#### [Task directions]
Pull out every line in the items below that contains the word "glove". Case counts, so only lines that match its capital and small letters count.

#### [Information provided]
------------------------------------------------

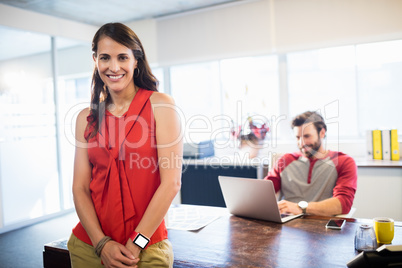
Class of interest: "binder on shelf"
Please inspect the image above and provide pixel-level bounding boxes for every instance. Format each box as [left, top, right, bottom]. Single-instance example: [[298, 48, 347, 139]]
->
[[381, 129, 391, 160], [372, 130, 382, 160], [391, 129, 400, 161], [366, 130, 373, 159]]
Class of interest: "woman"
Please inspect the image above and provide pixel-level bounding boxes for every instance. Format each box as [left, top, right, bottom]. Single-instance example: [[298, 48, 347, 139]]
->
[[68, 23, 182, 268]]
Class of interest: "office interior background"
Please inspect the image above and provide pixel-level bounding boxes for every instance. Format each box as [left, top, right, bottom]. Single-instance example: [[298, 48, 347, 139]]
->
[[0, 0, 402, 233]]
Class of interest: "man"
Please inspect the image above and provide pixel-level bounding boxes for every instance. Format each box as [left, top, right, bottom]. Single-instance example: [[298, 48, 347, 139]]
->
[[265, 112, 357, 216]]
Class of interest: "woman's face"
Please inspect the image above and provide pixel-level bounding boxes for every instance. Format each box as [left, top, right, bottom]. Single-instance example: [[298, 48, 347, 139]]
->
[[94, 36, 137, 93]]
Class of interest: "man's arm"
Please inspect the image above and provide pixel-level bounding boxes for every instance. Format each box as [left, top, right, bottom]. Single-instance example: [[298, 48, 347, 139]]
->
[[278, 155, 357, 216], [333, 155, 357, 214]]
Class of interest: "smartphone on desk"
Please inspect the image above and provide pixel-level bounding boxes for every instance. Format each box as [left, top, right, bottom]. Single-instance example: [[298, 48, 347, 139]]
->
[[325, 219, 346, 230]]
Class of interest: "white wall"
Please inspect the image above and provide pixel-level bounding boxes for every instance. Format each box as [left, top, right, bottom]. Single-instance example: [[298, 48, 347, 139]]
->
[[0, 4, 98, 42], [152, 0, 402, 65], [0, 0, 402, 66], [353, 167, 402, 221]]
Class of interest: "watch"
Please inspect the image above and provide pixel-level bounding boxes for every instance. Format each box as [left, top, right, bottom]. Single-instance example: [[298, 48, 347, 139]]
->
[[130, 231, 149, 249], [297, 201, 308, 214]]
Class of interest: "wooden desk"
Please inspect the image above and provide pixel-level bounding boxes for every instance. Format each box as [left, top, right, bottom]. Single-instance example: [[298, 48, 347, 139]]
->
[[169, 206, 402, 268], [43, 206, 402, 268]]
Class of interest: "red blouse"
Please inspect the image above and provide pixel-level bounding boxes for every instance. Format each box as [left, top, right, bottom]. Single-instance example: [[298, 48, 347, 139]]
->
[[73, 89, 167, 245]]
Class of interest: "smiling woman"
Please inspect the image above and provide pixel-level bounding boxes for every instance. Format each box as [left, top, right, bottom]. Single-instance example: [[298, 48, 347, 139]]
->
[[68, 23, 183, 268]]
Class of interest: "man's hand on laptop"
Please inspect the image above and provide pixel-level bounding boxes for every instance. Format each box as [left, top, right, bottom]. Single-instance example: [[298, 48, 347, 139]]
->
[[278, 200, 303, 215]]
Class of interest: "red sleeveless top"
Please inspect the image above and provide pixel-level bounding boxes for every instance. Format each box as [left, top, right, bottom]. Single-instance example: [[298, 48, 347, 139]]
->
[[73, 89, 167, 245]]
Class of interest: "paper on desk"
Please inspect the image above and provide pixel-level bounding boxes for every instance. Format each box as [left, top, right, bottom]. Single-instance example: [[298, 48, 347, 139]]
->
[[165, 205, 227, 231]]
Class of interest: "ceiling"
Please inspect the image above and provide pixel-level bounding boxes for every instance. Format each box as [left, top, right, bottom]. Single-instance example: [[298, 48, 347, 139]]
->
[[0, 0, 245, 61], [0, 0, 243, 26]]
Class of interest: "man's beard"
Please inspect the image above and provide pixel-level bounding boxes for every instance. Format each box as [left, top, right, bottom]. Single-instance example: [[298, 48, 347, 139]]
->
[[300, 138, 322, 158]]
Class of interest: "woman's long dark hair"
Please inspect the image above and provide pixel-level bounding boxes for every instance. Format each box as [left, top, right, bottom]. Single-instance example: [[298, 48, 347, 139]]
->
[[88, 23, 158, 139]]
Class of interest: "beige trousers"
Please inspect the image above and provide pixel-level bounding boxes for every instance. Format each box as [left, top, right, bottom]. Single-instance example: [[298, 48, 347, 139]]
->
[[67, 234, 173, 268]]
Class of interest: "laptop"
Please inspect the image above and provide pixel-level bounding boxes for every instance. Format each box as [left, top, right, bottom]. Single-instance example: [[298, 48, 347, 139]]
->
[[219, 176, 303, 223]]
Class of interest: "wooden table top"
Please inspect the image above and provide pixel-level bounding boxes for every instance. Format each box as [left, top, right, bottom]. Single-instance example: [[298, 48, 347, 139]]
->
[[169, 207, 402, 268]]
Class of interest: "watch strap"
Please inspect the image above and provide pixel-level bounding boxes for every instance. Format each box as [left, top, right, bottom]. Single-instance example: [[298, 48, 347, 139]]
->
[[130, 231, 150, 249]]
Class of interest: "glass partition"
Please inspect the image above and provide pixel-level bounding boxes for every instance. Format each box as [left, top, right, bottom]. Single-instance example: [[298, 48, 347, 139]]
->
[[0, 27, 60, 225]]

------------------------------------------------

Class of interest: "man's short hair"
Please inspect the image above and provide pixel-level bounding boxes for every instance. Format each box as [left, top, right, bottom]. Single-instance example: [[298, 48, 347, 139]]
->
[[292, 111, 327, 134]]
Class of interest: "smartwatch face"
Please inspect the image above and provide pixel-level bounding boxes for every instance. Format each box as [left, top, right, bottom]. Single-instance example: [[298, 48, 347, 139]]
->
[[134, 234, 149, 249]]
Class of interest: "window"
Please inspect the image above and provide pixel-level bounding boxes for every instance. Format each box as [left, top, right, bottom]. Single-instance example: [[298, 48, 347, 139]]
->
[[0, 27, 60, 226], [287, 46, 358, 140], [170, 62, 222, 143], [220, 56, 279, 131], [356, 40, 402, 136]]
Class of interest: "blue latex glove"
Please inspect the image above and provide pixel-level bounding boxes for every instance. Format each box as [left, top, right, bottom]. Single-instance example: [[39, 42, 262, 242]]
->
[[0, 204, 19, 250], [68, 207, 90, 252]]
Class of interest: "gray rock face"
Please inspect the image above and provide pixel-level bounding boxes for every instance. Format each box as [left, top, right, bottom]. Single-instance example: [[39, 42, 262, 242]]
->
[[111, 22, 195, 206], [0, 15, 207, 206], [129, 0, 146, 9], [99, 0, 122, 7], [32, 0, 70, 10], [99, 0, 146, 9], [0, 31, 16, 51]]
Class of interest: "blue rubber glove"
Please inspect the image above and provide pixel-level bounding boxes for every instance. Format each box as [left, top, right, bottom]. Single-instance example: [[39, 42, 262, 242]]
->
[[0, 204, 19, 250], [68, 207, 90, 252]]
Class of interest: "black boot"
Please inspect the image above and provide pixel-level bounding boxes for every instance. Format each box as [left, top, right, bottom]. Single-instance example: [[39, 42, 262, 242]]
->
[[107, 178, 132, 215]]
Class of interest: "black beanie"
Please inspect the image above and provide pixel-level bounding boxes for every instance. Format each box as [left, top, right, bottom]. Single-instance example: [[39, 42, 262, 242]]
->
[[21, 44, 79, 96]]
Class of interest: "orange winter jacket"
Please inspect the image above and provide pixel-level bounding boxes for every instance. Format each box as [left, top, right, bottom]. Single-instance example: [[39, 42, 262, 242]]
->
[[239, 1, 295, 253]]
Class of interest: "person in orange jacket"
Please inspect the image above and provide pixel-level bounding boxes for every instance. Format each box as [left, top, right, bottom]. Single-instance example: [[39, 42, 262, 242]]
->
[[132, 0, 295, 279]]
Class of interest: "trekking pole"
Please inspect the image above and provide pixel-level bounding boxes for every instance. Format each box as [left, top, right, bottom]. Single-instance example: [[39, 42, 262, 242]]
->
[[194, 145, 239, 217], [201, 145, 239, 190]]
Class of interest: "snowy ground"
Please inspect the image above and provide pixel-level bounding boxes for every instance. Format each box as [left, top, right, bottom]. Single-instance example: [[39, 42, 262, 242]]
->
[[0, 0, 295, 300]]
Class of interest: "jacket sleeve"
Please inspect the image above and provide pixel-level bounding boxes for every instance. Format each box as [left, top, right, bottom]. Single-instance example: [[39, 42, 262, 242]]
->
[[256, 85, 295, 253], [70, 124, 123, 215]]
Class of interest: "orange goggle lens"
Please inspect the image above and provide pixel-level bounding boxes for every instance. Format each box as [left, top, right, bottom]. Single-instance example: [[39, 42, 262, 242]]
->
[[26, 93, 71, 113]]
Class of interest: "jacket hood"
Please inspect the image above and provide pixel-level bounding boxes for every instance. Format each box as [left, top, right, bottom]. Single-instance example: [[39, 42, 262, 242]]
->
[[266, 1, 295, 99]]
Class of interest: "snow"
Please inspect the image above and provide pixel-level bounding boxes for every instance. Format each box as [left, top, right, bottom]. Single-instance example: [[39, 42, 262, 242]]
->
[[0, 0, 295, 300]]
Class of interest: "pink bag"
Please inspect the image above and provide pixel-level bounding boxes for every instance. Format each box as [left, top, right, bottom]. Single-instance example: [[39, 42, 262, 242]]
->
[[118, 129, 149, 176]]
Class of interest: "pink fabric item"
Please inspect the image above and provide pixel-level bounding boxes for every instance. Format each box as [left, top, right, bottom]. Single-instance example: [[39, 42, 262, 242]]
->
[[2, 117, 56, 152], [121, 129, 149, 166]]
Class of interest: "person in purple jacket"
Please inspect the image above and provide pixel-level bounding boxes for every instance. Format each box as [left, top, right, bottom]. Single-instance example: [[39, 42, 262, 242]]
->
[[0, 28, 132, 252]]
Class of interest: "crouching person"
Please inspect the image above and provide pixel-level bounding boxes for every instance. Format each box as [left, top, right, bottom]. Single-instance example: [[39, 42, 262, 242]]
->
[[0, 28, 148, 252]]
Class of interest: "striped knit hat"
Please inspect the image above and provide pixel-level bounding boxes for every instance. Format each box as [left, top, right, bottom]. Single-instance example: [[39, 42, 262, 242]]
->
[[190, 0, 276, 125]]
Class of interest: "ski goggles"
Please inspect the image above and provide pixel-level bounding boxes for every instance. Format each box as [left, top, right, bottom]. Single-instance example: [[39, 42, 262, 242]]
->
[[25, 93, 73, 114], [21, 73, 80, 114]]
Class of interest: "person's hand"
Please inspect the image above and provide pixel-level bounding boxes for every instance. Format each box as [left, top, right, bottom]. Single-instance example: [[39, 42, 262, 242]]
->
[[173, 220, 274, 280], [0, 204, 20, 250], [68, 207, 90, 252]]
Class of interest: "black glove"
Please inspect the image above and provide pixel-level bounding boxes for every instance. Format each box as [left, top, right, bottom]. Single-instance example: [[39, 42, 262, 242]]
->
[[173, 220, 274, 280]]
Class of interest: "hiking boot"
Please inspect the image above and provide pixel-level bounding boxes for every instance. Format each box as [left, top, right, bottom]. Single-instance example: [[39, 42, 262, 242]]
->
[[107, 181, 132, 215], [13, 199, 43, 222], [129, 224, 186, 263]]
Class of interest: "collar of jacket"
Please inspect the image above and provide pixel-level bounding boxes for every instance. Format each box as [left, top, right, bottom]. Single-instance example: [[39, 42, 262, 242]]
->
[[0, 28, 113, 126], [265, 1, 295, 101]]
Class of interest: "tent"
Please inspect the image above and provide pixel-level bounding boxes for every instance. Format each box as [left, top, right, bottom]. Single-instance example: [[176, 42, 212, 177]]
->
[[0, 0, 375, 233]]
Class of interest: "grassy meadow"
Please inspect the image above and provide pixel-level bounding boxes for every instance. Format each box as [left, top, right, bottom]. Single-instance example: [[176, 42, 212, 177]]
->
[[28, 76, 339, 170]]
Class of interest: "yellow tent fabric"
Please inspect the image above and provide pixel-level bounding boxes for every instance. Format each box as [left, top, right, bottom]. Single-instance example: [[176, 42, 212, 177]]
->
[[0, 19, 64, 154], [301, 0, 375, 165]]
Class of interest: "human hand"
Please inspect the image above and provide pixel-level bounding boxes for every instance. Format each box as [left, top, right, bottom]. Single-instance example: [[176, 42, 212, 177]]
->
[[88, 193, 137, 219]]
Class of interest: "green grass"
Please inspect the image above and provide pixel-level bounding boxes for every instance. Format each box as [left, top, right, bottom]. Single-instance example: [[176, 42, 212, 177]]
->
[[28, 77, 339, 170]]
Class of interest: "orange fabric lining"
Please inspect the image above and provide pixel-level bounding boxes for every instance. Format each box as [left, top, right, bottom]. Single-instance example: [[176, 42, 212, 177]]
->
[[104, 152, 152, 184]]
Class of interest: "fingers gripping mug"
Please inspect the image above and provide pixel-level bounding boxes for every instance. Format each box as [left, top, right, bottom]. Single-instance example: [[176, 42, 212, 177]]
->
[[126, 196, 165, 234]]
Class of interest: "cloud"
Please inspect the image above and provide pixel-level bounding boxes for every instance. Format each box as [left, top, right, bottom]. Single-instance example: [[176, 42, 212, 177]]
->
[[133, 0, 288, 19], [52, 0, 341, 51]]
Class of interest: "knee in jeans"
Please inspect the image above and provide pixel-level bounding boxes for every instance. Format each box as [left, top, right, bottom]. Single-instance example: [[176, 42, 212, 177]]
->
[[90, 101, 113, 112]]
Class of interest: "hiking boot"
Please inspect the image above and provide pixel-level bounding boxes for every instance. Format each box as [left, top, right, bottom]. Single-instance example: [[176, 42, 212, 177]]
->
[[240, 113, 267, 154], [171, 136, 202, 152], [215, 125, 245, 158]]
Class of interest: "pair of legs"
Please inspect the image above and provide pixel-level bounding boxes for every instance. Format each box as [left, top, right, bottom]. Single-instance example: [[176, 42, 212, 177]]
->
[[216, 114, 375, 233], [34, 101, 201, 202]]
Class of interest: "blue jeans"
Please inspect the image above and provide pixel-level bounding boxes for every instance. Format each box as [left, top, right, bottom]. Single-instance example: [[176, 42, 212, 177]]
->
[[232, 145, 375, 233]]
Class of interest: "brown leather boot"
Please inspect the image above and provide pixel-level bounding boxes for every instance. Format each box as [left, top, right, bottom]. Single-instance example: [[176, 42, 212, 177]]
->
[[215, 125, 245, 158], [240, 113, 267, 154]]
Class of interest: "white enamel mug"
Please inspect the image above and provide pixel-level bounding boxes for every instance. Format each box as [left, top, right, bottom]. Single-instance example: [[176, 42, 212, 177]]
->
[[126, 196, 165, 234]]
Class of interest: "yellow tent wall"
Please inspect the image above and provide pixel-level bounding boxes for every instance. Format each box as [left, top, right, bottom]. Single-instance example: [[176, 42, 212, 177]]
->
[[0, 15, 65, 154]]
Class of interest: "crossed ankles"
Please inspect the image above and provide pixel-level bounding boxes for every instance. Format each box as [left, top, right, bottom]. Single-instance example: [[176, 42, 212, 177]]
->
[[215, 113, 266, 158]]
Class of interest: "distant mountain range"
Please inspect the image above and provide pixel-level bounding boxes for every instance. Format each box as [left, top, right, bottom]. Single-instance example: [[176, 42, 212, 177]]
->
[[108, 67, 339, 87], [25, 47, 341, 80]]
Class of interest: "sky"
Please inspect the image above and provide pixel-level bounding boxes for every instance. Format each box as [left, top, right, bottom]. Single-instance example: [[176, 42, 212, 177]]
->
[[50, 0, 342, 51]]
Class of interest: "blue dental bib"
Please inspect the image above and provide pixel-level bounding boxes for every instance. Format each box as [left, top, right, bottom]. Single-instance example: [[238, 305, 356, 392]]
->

------------------------------------------------

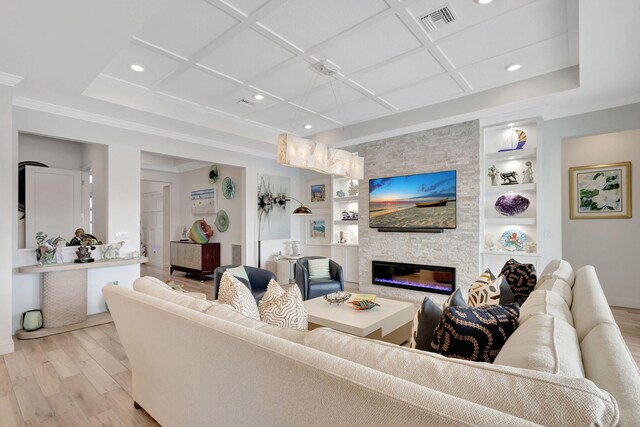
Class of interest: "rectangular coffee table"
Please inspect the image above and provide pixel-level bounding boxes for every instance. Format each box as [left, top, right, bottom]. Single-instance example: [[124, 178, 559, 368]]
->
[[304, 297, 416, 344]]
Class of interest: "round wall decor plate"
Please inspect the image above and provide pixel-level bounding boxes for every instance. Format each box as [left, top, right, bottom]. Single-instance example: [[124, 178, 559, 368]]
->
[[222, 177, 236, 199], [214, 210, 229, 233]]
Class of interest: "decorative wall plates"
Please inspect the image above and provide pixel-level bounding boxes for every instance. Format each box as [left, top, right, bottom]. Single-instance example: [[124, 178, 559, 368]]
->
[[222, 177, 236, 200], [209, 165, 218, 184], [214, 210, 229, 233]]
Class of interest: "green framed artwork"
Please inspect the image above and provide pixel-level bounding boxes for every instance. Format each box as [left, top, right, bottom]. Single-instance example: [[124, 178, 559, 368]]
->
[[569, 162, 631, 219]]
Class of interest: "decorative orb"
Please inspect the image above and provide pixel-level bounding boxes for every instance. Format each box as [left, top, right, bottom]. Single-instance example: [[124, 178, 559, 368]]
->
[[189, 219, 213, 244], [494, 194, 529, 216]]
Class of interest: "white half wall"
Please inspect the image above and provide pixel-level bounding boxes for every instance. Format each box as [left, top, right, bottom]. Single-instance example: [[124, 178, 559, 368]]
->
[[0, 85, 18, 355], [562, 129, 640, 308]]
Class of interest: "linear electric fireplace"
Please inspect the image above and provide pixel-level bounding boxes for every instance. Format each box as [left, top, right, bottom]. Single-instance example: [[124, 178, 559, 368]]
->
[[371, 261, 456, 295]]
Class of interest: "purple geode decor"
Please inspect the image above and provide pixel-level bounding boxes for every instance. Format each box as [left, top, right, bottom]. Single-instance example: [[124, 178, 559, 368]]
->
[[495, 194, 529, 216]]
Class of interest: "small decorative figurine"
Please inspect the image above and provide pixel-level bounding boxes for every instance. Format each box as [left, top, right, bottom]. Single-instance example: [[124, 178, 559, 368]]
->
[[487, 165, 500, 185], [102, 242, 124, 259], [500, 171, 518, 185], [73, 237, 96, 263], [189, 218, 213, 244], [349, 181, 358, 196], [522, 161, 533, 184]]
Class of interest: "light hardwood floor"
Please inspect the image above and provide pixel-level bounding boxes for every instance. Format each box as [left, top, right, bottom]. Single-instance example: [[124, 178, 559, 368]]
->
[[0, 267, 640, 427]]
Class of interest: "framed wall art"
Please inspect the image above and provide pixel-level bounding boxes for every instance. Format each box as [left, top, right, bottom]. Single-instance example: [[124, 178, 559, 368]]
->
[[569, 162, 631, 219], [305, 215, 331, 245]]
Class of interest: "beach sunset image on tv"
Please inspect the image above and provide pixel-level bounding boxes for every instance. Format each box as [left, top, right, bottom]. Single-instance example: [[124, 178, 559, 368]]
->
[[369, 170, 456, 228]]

------------------------------------------------

#### [Written reply]
Class of interest: "blue latex glove"
Class of interest: "blue rubber glove"
Class of interest: "black glove"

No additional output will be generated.